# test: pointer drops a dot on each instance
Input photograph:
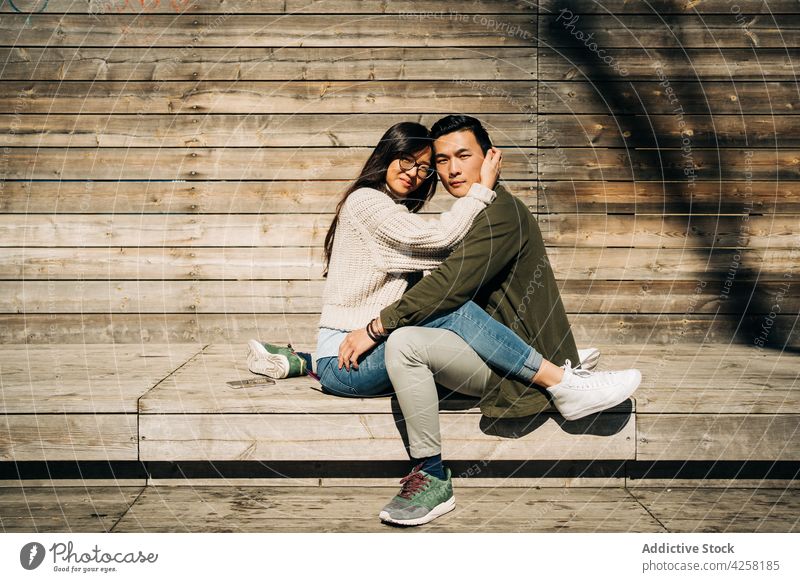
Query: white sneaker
(589, 358)
(581, 392)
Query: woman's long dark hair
(406, 137)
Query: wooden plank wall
(169, 169)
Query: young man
(502, 266)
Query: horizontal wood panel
(733, 297)
(574, 95)
(67, 437)
(282, 6)
(412, 6)
(563, 29)
(194, 197)
(304, 230)
(684, 164)
(676, 7)
(87, 378)
(231, 263)
(669, 131)
(255, 97)
(211, 163)
(717, 437)
(255, 30)
(347, 437)
(566, 64)
(239, 64)
(723, 197)
(315, 196)
(782, 331)
(281, 130)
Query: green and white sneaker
(274, 361)
(423, 498)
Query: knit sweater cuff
(481, 192)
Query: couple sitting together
(466, 300)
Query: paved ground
(355, 509)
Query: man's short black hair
(453, 123)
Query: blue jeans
(496, 344)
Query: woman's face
(403, 182)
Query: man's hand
(490, 169)
(356, 343)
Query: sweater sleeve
(403, 241)
(486, 250)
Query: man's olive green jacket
(502, 266)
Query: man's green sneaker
(423, 498)
(274, 361)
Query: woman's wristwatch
(374, 335)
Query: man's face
(458, 159)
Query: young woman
(376, 243)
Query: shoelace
(412, 483)
(602, 379)
(308, 368)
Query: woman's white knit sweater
(377, 241)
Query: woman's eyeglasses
(407, 163)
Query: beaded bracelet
(374, 335)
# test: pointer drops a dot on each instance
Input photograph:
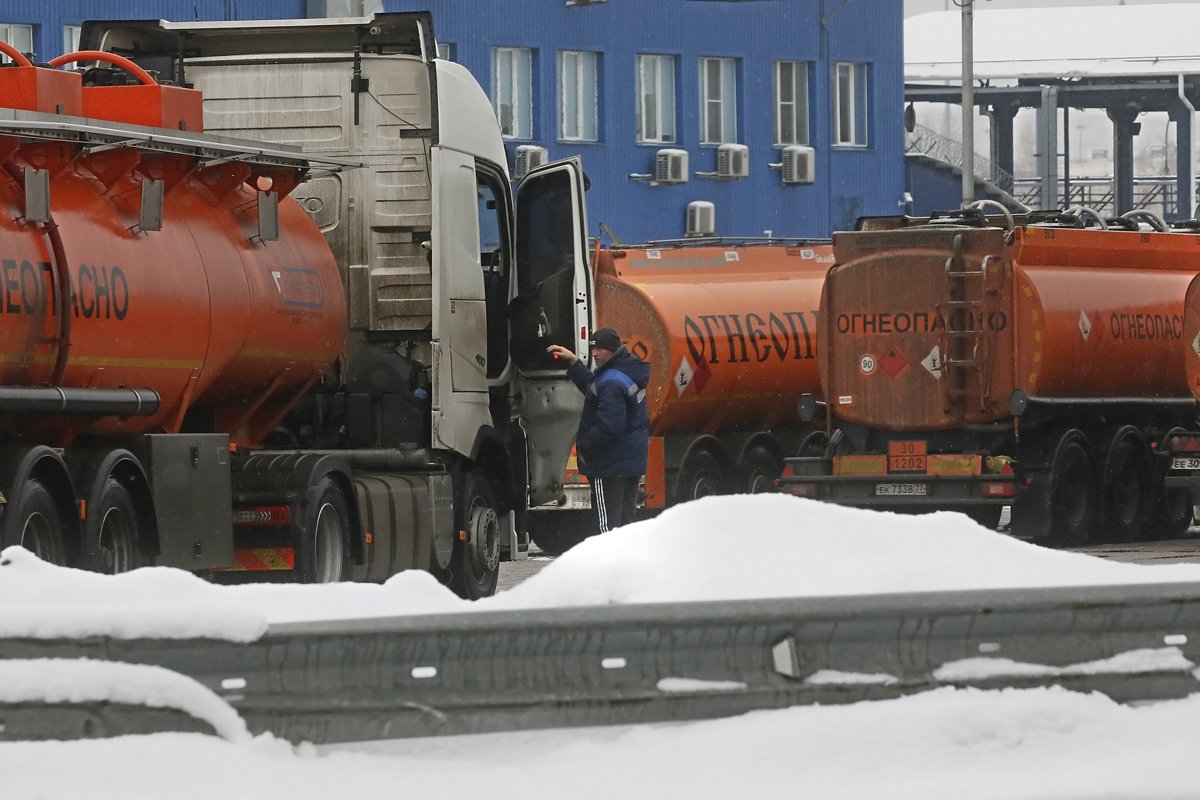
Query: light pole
(967, 101)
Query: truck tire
(1073, 497)
(760, 470)
(118, 536)
(475, 564)
(323, 547)
(701, 475)
(1126, 489)
(33, 521)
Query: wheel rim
(485, 539)
(115, 547)
(1073, 494)
(37, 536)
(328, 558)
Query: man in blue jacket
(613, 433)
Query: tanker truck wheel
(701, 475)
(1125, 487)
(322, 555)
(1072, 492)
(760, 471)
(475, 566)
(117, 542)
(33, 521)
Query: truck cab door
(551, 305)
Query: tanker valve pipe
(83, 402)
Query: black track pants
(615, 500)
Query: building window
(19, 36)
(71, 38)
(513, 90)
(850, 103)
(655, 98)
(718, 101)
(791, 102)
(577, 96)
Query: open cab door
(551, 305)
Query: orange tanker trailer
(139, 294)
(192, 374)
(975, 362)
(730, 330)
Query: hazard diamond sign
(893, 361)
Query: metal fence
(935, 145)
(1157, 193)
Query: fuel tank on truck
(929, 328)
(730, 331)
(226, 325)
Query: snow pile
(779, 546)
(717, 548)
(85, 680)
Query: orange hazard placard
(906, 456)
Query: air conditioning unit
(701, 218)
(527, 158)
(799, 164)
(671, 167)
(733, 161)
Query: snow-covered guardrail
(505, 671)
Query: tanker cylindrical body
(1041, 365)
(730, 332)
(226, 328)
(934, 328)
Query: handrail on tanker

^^^^^^^^

**What you need to do**
Reproduce every line of the material above without changing anything, and leave the pictures out.

**Answer to this problem**
# test: pointer drops a dot on each instance
Input photograph:
Query: white sneaker
(589, 358)
(581, 392)
Query: woman's long dark hair
(406, 137)
Query: wooden plank wall
(169, 169)
Query: young man
(502, 266)
Query: horizontal wood panel
(733, 297)
(574, 95)
(67, 437)
(282, 6)
(412, 6)
(563, 29)
(194, 197)
(304, 230)
(684, 164)
(676, 7)
(87, 378)
(231, 263)
(669, 131)
(255, 97)
(211, 163)
(717, 437)
(255, 30)
(347, 437)
(566, 64)
(239, 64)
(723, 197)
(315, 196)
(782, 331)
(281, 130)
Query: green and white sneaker
(274, 361)
(423, 498)
Query: knit sweater cuff
(481, 192)
Query: couple sitting together
(466, 300)
Query: paved ground
(355, 509)
Query: man's short black hair
(453, 123)
Query: blue jeans
(496, 344)
Query: woman's face
(403, 182)
Query: man's hand
(490, 169)
(356, 343)
Query: sweater sleeve
(403, 241)
(486, 250)
Query: man's olive green jacket
(502, 266)
Query: man's green sneaker
(423, 498)
(274, 361)
Query: woman's wristwatch
(374, 335)
Query: man's face
(458, 159)
Query: young woman
(376, 243)
Query: shoelace
(412, 483)
(602, 379)
(308, 368)
Query: woman's white knit sweater
(377, 241)
Query: woman's eyeglasses
(407, 163)
Query: beaded bracelet
(374, 335)
# test: pointer drops a dot on each instance
Input photograph:
Query: light pole
(967, 101)
Query: truck tire
(1073, 497)
(760, 470)
(118, 536)
(475, 564)
(323, 547)
(701, 475)
(1126, 489)
(33, 521)
Query: wheel rim
(485, 539)
(115, 547)
(1073, 494)
(37, 536)
(328, 558)
Query: man in blue jacket
(613, 433)
Query: tanker truck wheel
(701, 475)
(1125, 487)
(322, 555)
(1072, 492)
(760, 471)
(475, 566)
(117, 542)
(33, 521)
Query: truck cab door
(551, 305)
Query: tanker valve pipe
(83, 402)
Query: black track pants
(615, 500)
Query: building window
(19, 36)
(71, 38)
(513, 90)
(850, 103)
(655, 98)
(718, 101)
(791, 102)
(577, 96)
Query: open cab door
(551, 305)
Query: orange tanker trailer
(139, 294)
(192, 374)
(975, 362)
(730, 330)
Query: hazard diamond sign
(893, 361)
Query: metal fence
(935, 145)
(1157, 193)
Query: fuel tank on truck
(929, 328)
(730, 331)
(226, 325)
Query: snow pile
(779, 546)
(717, 548)
(85, 680)
Query: orange hazard placard
(906, 456)
Query: air conditioning unit
(701, 218)
(527, 158)
(799, 164)
(671, 167)
(733, 161)
Query: snow-covered guardrail
(505, 671)
Query: tanker cylindrical body
(1041, 365)
(730, 332)
(226, 328)
(934, 328)
Query: handrail on tanker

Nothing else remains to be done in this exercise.